WRITTEN TASK:
Replace "Detect" with "Find" in the part of the records that runs from the start through the line containing "[334,316,372,476]", and give those lines again with everything else unchanged.

START DATASET ROWS

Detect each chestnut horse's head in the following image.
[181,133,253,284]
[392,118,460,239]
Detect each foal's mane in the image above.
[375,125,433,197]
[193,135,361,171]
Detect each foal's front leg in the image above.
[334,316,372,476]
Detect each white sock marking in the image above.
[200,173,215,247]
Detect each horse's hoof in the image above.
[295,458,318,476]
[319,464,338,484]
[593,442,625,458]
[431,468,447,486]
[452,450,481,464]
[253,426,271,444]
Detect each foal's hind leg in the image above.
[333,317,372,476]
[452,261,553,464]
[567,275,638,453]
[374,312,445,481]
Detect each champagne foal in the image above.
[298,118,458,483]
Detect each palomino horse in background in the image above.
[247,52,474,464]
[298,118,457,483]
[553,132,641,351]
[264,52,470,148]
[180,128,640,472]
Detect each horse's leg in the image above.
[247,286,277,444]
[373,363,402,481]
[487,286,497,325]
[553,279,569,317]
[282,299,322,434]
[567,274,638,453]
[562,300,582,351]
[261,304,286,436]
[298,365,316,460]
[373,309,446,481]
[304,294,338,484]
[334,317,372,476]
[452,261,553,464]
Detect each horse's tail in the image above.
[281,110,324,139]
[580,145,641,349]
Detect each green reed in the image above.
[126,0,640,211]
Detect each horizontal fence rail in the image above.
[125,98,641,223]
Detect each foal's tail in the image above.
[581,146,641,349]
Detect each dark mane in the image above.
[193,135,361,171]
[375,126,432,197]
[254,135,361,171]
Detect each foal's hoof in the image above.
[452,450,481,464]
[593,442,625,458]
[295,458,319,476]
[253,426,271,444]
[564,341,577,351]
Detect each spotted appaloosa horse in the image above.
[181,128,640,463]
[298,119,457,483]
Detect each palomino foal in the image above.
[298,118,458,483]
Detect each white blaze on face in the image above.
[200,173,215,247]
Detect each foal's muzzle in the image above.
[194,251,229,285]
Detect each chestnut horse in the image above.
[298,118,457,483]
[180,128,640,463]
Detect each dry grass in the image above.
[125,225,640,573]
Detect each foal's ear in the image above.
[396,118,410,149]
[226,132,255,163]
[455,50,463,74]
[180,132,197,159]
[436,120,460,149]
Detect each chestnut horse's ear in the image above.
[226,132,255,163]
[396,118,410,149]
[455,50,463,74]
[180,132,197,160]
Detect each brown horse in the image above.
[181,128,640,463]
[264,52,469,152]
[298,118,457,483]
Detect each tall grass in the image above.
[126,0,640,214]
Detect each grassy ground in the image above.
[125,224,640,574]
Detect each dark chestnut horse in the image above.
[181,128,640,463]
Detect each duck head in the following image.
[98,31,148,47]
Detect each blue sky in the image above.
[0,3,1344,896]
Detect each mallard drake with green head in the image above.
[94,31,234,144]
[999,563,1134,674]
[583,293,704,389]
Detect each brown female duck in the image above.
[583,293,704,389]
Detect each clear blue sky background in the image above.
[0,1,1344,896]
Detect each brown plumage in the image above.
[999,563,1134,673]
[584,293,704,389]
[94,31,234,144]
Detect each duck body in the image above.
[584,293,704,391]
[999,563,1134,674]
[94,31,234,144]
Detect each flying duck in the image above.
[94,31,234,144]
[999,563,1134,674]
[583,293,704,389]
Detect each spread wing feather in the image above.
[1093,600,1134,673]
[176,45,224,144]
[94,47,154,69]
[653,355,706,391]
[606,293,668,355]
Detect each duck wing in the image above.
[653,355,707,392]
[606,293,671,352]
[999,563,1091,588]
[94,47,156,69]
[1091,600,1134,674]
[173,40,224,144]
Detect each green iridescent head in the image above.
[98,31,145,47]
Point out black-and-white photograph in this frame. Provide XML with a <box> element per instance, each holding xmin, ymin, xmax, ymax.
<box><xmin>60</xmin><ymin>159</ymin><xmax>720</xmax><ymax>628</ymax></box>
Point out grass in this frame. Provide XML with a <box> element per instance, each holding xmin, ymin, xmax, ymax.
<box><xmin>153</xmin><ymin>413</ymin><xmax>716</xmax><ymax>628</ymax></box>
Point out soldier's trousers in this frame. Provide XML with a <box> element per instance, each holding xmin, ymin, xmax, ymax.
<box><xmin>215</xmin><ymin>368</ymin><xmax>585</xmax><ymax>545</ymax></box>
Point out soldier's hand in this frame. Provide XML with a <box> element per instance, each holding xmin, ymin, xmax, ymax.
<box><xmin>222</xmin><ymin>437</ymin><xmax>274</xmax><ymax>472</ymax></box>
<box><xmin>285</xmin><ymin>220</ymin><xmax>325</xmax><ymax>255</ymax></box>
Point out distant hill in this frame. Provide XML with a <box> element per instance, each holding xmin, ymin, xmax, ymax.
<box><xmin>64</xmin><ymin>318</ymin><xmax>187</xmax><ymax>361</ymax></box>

END DATASET ROWS

RESULT OF THIS TASK:
Find each chestnut horse's head in the following image.
[181,133,253,284]
[392,118,460,239]
Find each foal's mane in the image above.
[375,125,433,197]
[193,135,361,171]
Find each foal's front leg in the image above.
[334,316,372,476]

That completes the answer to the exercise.